-- Exercise data follows --
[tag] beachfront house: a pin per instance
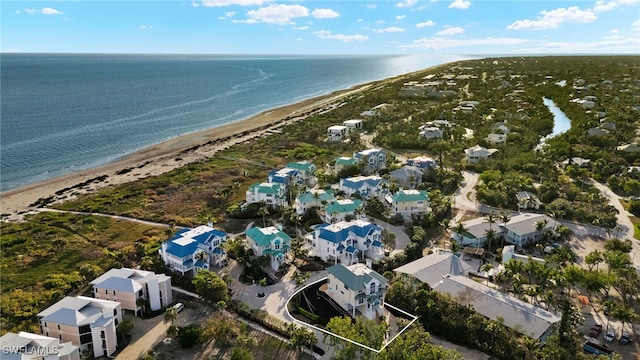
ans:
(353, 124)
(357, 289)
(191, 250)
(341, 163)
(286, 177)
(271, 242)
(127, 286)
(409, 176)
(24, 346)
(409, 202)
(528, 200)
(337, 133)
(364, 186)
(86, 322)
(371, 160)
(346, 242)
(340, 210)
(477, 153)
(422, 162)
(273, 194)
(313, 198)
(447, 274)
(306, 170)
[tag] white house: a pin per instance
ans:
(313, 198)
(191, 250)
(477, 153)
(365, 186)
(373, 159)
(24, 346)
(337, 132)
(271, 242)
(431, 133)
(126, 286)
(306, 170)
(273, 194)
(409, 202)
(347, 241)
(338, 210)
(356, 288)
(86, 322)
(528, 200)
(353, 124)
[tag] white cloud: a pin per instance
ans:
(324, 13)
(554, 18)
(406, 3)
(217, 3)
(425, 24)
(44, 11)
(460, 4)
(389, 29)
(280, 14)
(324, 34)
(450, 31)
(602, 5)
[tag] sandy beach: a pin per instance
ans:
(165, 156)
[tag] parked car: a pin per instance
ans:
(610, 336)
(625, 339)
(595, 330)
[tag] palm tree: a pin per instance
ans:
(505, 218)
(460, 230)
(263, 211)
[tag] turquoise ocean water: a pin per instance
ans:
(62, 113)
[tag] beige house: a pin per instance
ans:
(24, 345)
(357, 288)
(128, 285)
(86, 322)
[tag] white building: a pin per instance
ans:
(477, 153)
(126, 286)
(337, 133)
(28, 346)
(86, 322)
(357, 289)
(191, 250)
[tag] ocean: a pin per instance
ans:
(62, 113)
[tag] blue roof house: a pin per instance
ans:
(346, 242)
(365, 186)
(182, 252)
(269, 241)
(357, 289)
-- Exercise data concluded --
▶ **What needs to be done**
Respond with an exact reproduction of the lines running from the one that contains "[tag] white building: a pin per instance" through the end of the material.

▶ **Written solution**
[tag] white building: a pin per instance
ans:
(477, 153)
(126, 286)
(337, 133)
(28, 346)
(86, 322)
(357, 289)
(191, 250)
[tag] ocean: a pin per instance
ans:
(62, 113)
[tag] blue roof house: a pin per instance
ans:
(346, 242)
(365, 186)
(182, 252)
(269, 241)
(357, 289)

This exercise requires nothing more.